(Point-based annotation data)
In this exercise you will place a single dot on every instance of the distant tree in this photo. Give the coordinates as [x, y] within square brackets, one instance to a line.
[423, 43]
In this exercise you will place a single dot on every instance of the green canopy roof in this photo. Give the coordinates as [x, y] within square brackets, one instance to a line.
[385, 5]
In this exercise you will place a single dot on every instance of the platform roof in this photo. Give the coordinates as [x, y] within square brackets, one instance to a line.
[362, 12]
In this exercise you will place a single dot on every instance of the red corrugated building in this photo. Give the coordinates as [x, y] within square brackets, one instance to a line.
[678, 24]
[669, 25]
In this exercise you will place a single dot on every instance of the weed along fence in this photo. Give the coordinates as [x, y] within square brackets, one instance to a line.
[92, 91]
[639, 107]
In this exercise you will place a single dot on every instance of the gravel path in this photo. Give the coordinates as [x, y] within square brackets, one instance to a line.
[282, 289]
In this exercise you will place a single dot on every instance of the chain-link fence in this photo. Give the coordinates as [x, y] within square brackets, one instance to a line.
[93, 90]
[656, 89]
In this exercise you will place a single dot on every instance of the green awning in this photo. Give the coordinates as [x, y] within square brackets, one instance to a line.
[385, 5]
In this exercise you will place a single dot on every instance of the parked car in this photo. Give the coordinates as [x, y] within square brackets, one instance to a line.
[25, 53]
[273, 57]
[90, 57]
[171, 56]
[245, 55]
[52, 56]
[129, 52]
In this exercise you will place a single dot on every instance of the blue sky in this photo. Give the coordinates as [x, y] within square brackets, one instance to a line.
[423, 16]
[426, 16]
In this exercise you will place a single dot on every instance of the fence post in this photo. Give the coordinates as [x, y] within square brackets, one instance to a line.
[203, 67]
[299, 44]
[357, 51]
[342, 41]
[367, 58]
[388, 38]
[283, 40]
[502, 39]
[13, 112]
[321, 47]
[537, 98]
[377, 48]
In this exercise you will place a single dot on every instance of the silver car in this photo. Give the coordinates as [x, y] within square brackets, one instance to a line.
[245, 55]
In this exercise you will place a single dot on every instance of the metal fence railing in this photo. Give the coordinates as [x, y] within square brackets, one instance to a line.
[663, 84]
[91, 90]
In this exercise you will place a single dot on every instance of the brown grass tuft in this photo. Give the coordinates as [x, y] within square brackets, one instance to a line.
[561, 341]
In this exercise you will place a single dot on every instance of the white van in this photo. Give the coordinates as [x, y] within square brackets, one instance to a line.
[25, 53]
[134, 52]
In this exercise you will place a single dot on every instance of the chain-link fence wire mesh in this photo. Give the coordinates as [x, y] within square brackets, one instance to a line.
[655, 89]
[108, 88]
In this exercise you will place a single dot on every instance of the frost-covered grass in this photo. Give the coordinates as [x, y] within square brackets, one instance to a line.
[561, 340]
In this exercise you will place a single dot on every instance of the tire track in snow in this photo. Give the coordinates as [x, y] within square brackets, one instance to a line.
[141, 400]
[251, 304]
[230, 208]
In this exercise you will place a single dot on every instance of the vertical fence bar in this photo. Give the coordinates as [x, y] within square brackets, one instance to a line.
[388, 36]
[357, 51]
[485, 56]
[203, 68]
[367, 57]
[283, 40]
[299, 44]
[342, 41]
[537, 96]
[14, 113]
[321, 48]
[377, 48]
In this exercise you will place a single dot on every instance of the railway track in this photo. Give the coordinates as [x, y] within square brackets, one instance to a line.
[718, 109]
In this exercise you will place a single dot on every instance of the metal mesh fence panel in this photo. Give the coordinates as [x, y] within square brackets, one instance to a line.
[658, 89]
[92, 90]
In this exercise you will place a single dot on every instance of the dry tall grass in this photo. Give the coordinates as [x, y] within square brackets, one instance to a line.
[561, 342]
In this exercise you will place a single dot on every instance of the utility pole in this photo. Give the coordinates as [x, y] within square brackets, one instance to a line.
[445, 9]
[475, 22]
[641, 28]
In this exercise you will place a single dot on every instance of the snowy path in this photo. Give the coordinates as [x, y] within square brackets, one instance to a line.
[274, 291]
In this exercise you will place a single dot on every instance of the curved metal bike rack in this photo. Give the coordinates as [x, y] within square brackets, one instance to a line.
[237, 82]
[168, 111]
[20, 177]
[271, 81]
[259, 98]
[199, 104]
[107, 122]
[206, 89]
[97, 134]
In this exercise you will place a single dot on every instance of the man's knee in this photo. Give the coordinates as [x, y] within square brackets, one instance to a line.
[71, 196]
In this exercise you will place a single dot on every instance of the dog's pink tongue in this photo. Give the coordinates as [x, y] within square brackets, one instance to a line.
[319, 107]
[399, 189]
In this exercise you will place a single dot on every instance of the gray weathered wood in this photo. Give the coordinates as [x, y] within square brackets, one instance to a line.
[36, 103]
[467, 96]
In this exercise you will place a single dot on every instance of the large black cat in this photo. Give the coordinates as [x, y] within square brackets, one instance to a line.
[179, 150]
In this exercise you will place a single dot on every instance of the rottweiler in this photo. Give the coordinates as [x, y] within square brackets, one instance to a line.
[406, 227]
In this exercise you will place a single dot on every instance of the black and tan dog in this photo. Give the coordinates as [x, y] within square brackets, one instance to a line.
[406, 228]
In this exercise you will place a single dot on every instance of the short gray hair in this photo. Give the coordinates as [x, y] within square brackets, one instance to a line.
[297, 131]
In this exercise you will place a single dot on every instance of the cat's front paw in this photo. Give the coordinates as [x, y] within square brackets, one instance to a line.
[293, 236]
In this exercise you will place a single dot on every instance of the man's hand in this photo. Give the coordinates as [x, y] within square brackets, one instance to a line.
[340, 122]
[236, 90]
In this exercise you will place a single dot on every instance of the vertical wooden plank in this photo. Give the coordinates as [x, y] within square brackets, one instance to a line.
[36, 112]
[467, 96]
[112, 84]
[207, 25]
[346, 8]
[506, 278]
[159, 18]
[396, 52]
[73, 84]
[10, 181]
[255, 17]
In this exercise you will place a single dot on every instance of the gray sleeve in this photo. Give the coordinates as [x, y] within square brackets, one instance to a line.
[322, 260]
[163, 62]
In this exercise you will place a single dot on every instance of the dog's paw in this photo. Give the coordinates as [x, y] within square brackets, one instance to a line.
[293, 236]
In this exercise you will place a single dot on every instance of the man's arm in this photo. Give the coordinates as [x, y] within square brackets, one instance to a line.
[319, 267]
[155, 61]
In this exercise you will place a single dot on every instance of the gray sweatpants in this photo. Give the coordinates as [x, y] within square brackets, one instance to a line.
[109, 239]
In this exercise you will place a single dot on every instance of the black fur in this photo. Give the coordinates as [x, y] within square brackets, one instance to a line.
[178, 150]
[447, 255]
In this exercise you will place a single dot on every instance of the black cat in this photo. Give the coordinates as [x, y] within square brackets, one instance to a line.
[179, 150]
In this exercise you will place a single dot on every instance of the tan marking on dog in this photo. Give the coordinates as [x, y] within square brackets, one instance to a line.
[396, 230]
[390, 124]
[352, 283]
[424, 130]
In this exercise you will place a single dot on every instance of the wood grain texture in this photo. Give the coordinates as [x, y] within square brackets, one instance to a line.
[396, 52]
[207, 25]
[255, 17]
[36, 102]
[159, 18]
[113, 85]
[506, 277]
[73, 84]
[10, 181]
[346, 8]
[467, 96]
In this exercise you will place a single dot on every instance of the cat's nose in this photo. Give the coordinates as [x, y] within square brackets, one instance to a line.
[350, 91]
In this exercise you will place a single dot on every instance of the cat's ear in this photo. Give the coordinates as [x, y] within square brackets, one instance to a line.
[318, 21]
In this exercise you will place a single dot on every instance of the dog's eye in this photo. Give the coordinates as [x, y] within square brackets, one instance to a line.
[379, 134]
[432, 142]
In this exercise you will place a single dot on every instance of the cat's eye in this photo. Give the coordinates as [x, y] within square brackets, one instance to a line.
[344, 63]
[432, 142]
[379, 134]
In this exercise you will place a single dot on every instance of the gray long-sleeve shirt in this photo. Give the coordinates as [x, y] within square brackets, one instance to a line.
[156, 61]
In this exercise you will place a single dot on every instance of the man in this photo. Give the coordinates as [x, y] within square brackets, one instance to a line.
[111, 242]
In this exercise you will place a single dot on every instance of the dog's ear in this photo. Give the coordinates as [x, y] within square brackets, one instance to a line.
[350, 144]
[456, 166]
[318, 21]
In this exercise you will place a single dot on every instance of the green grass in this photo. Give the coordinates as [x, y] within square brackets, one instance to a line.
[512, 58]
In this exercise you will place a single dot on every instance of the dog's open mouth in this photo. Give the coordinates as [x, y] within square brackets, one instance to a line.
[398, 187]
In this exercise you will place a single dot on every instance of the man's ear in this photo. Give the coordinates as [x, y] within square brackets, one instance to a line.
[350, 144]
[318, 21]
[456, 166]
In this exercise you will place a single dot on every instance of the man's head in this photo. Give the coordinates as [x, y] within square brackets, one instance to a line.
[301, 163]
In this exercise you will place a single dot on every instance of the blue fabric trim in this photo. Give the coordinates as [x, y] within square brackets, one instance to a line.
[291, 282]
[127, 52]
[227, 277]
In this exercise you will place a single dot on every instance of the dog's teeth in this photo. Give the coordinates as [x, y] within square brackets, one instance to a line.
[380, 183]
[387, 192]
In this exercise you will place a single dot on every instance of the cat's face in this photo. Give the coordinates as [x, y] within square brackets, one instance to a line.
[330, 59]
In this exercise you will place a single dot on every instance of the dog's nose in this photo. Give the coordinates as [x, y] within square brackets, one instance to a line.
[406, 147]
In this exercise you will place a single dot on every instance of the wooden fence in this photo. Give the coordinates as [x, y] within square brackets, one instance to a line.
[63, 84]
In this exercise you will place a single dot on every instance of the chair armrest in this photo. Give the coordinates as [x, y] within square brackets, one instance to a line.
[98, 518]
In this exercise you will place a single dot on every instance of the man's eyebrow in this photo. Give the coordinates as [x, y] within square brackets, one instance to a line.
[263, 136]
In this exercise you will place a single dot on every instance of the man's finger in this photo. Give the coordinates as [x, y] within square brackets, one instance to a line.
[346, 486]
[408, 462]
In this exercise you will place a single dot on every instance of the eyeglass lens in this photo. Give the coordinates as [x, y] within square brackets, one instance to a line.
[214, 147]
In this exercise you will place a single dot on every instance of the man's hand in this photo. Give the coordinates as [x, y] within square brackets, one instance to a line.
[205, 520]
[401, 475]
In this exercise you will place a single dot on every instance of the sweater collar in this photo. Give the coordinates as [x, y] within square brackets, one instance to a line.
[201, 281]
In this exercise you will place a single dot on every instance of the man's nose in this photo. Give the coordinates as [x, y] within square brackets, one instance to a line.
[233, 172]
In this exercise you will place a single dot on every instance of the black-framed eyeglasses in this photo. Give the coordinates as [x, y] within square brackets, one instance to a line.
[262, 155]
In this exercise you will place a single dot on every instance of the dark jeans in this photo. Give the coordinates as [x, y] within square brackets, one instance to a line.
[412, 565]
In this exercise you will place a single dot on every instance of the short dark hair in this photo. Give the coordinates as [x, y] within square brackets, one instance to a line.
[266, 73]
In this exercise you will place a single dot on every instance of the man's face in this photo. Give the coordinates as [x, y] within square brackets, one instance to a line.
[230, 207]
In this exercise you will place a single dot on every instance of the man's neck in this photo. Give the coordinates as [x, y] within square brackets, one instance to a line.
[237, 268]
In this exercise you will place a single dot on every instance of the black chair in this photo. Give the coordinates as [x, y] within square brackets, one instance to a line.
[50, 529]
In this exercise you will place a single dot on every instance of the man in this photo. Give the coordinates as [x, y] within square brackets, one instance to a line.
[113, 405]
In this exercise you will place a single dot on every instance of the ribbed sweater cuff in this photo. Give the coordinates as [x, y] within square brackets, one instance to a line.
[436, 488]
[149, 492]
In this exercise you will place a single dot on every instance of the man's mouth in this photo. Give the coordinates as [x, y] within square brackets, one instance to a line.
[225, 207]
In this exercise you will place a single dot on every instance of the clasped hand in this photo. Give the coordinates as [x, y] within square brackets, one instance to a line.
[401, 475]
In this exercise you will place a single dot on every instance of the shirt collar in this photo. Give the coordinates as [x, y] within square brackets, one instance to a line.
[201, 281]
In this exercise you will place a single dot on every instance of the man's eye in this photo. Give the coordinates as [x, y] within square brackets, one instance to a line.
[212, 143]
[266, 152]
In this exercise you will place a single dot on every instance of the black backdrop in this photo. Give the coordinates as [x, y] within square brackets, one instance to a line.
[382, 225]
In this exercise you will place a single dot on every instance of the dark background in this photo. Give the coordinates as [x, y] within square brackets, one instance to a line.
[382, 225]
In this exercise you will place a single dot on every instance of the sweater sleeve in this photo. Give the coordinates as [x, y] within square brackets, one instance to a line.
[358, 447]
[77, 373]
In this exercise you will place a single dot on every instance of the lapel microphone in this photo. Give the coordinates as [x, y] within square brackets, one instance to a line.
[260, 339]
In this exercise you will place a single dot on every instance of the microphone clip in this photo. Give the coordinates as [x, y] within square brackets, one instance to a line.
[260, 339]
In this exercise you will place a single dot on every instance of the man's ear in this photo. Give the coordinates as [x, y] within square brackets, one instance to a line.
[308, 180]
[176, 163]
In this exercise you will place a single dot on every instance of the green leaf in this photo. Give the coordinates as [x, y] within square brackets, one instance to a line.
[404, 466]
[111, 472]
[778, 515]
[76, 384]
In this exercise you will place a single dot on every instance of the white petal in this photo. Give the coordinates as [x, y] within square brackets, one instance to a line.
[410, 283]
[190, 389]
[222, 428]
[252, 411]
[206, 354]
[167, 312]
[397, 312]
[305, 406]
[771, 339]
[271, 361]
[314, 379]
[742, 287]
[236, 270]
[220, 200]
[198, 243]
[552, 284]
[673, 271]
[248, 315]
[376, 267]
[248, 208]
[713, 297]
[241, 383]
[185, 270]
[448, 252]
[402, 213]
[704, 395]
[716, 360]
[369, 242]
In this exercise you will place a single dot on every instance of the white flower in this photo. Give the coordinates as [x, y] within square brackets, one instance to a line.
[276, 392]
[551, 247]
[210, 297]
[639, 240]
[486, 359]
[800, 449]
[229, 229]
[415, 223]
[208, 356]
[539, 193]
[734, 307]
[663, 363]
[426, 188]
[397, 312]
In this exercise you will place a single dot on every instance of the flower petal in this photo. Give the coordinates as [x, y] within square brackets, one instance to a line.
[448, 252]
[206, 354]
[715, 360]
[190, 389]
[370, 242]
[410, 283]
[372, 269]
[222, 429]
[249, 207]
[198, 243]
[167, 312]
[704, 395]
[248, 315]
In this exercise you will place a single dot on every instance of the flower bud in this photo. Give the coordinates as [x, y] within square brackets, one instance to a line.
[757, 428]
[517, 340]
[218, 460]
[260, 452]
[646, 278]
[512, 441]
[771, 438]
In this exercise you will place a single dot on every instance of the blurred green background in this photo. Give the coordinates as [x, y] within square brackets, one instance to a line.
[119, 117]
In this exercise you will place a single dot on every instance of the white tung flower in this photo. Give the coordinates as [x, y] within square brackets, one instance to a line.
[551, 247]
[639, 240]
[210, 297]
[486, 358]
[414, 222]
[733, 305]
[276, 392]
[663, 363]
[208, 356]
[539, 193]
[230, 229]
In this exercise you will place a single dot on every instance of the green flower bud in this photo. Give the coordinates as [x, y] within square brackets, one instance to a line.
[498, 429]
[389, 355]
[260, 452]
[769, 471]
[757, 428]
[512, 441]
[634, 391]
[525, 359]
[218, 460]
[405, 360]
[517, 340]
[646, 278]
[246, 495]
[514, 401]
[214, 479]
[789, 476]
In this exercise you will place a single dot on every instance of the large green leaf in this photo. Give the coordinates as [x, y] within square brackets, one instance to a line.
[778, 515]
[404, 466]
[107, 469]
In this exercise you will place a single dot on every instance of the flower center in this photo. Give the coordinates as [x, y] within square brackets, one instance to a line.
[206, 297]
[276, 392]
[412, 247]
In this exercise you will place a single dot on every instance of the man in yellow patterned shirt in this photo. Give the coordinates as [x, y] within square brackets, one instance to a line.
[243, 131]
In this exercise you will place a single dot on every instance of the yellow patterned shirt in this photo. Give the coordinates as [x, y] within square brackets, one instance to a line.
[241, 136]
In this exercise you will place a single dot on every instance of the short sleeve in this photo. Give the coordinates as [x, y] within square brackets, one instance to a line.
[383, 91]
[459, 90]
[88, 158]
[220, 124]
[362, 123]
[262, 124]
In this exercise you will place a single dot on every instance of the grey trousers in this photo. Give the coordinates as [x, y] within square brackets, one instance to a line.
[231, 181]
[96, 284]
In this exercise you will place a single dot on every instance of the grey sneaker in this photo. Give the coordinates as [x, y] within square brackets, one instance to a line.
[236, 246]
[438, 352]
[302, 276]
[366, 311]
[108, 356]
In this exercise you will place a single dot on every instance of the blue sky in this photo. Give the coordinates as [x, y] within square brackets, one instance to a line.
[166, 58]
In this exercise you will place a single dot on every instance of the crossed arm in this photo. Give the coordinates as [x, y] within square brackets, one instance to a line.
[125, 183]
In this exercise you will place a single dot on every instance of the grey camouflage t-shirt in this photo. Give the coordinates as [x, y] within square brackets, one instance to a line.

WHAT YOU WILL DO ▸
Return every line from the one holding "the grey sneaker" through the end of the data, exactly as it appears, with both ends kept and nothing else.

EXPECTED OUTPUT ▸
In this exercise you will place a single dot on every instance of the grey sneaker in this photo. Give the coordinates as [x, y] within square brackets, one instance to a line.
[236, 246]
[438, 352]
[302, 276]
[366, 311]
[108, 356]
In this exercise you will place a single dot on every instance of the blue sky in this photo. Give the coordinates as [x, y] within square brackets, one instance to a line.
[166, 58]
In this exercise you will place a single dot on every instance of the crossed arm in this photo. Give the coordinates as [x, y] within square brackets, one instance to a line.
[125, 183]
In this exercise you will place a single dot on every instance of the grey camouflage t-shirt in this photo. Give the coordinates as [x, y] within square brackets, one instance to a line.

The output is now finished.